*** Opening of Provided information ***
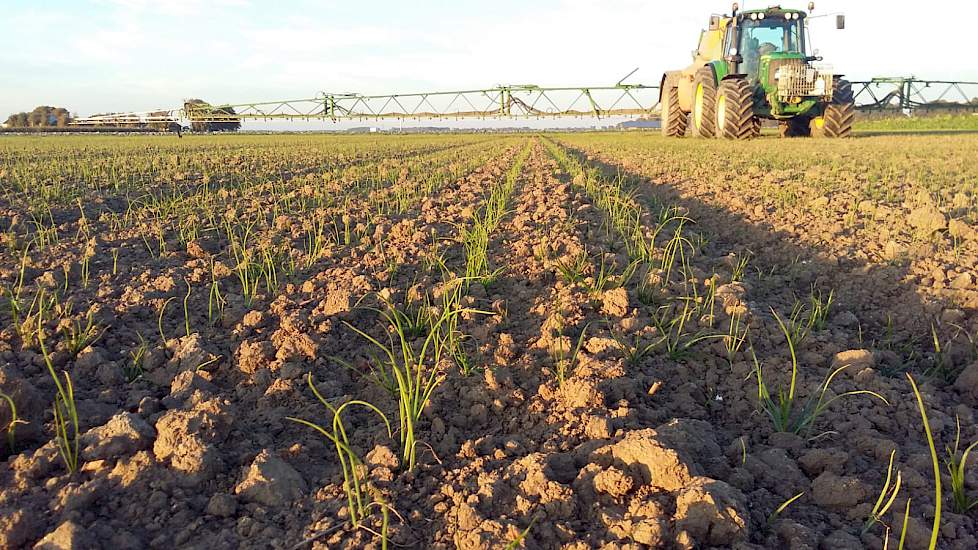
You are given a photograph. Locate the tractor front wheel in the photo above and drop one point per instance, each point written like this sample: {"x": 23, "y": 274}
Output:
{"x": 735, "y": 110}
{"x": 673, "y": 118}
{"x": 704, "y": 103}
{"x": 839, "y": 115}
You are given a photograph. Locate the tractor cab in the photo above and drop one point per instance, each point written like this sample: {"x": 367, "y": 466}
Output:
{"x": 753, "y": 65}
{"x": 758, "y": 37}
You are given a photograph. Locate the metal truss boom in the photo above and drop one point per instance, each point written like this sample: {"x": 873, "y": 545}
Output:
{"x": 519, "y": 101}
{"x": 911, "y": 94}
{"x": 516, "y": 101}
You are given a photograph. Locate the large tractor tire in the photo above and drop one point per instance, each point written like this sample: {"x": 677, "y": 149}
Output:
{"x": 839, "y": 115}
{"x": 674, "y": 120}
{"x": 795, "y": 127}
{"x": 735, "y": 110}
{"x": 704, "y": 103}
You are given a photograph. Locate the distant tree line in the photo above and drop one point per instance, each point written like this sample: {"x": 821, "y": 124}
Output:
{"x": 41, "y": 117}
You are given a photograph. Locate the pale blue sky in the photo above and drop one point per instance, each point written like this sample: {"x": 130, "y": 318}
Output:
{"x": 112, "y": 55}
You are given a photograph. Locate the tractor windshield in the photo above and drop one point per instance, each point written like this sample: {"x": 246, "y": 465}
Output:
{"x": 759, "y": 37}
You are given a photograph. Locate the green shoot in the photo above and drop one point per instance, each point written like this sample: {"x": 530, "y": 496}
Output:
{"x": 159, "y": 318}
{"x": 887, "y": 495}
{"x": 65, "y": 413}
{"x": 134, "y": 369}
{"x": 12, "y": 425}
{"x": 354, "y": 476}
{"x": 572, "y": 269}
{"x": 935, "y": 529}
{"x": 785, "y": 411}
{"x": 957, "y": 463}
{"x": 415, "y": 372}
{"x": 78, "y": 335}
{"x": 780, "y": 509}
{"x": 564, "y": 363}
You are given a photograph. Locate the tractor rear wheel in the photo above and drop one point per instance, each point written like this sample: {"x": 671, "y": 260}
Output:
{"x": 704, "y": 103}
{"x": 795, "y": 127}
{"x": 839, "y": 115}
{"x": 735, "y": 110}
{"x": 674, "y": 120}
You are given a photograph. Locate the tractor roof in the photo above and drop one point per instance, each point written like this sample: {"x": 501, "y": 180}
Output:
{"x": 773, "y": 9}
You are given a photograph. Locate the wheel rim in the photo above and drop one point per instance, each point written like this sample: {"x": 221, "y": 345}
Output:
{"x": 721, "y": 113}
{"x": 698, "y": 106}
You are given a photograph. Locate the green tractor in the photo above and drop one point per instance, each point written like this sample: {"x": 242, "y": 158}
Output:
{"x": 754, "y": 65}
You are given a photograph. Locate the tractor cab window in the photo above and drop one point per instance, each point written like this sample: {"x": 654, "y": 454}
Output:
{"x": 766, "y": 36}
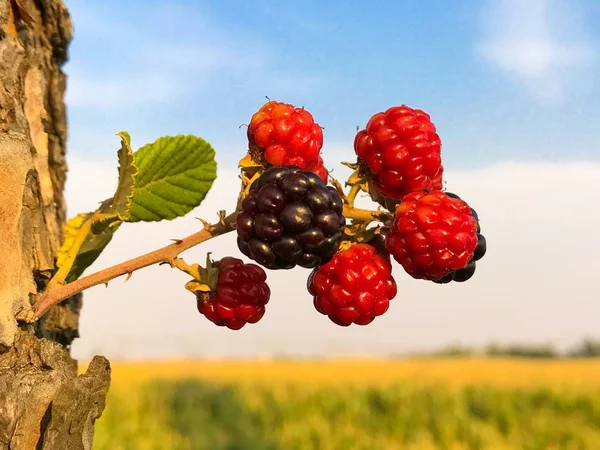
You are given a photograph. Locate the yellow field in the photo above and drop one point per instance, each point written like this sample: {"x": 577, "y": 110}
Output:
{"x": 419, "y": 404}
{"x": 510, "y": 373}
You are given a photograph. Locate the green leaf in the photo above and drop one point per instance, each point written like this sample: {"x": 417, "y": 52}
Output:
{"x": 92, "y": 246}
{"x": 106, "y": 221}
{"x": 127, "y": 175}
{"x": 174, "y": 175}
*** Close of Provided information ***
**Task description**
Return the complete material above exactly, with no picture.

**Written solution**
You are given a photograph. Locate the tractor front wheel in the photo above and drop one point per instance, each point written like this sample: {"x": 23, "y": 274}
Output:
{"x": 735, "y": 110}
{"x": 673, "y": 118}
{"x": 704, "y": 103}
{"x": 839, "y": 115}
You are given a photograph. Locate the tractor cab in the photo above and drop one point per instance, each point written like this sample: {"x": 367, "y": 466}
Output:
{"x": 753, "y": 65}
{"x": 758, "y": 37}
You are given a photograph. Locate the metal truss boom in the photo above and drop one point per instance, each point written like this sample: {"x": 873, "y": 545}
Output:
{"x": 519, "y": 101}
{"x": 911, "y": 94}
{"x": 516, "y": 101}
You are given a photograph. Locate the large tractor tire in the photo above and drop one point per instance, each point written like this sample: {"x": 677, "y": 149}
Output:
{"x": 839, "y": 115}
{"x": 674, "y": 120}
{"x": 795, "y": 127}
{"x": 735, "y": 110}
{"x": 704, "y": 103}
You are given a photograph. Locate the distant tree line in the photo above and drop one point per instance, each point written like this sample: {"x": 821, "y": 124}
Output:
{"x": 41, "y": 117}
You are given a photograph. Locate the pale blue sky in the photo above and drop one point per instance, each point written like this sample: {"x": 130, "y": 318}
Output:
{"x": 112, "y": 55}
You are given a photograph. Locate the tractor windshield in the photo above and drop one point per instance, each point written like this sample: {"x": 246, "y": 465}
Output:
{"x": 759, "y": 37}
You are given a photograph. Locate the green shoot in the photo above and drop one point per instance, each point written like this sample: {"x": 530, "y": 496}
Output:
{"x": 159, "y": 318}
{"x": 887, "y": 495}
{"x": 65, "y": 413}
{"x": 134, "y": 369}
{"x": 12, "y": 425}
{"x": 354, "y": 476}
{"x": 572, "y": 269}
{"x": 935, "y": 529}
{"x": 785, "y": 411}
{"x": 957, "y": 463}
{"x": 415, "y": 372}
{"x": 78, "y": 335}
{"x": 780, "y": 509}
{"x": 564, "y": 363}
You are given a photograph. Locate the tractor rear wheel in the photo above and drop one point per instance, each point written like this sample: {"x": 671, "y": 260}
Output:
{"x": 704, "y": 103}
{"x": 795, "y": 127}
{"x": 839, "y": 115}
{"x": 735, "y": 110}
{"x": 674, "y": 120}
You are given a photograph. Locate the tractor roof in the photo above and drop one point per instance, each point written like this sample: {"x": 501, "y": 180}
Output:
{"x": 773, "y": 9}
You are given a photograph. Locate the wheel rim in the photo above and drop one point per instance, each point written like this sample: {"x": 221, "y": 345}
Output:
{"x": 721, "y": 113}
{"x": 698, "y": 106}
You are given a photograph. Locate the green tractor in the photo above and drop one point per instance, each point written like this sample: {"x": 242, "y": 158}
Output:
{"x": 754, "y": 65}
You are given a photograph. Locate the tractor cab window in the photo above and drop one point per instance, each point written like this sample: {"x": 654, "y": 454}
Output:
{"x": 766, "y": 36}
You are given a photograph. Locate the yellow field in the photo above and drop one point per instance, each point written like this sample: {"x": 577, "y": 110}
Output:
{"x": 419, "y": 404}
{"x": 510, "y": 373}
You are given a photograph. Locate the green leaf in the photo above and drop one point per instance, each point written like this sample: {"x": 417, "y": 52}
Output:
{"x": 92, "y": 246}
{"x": 106, "y": 221}
{"x": 127, "y": 175}
{"x": 174, "y": 175}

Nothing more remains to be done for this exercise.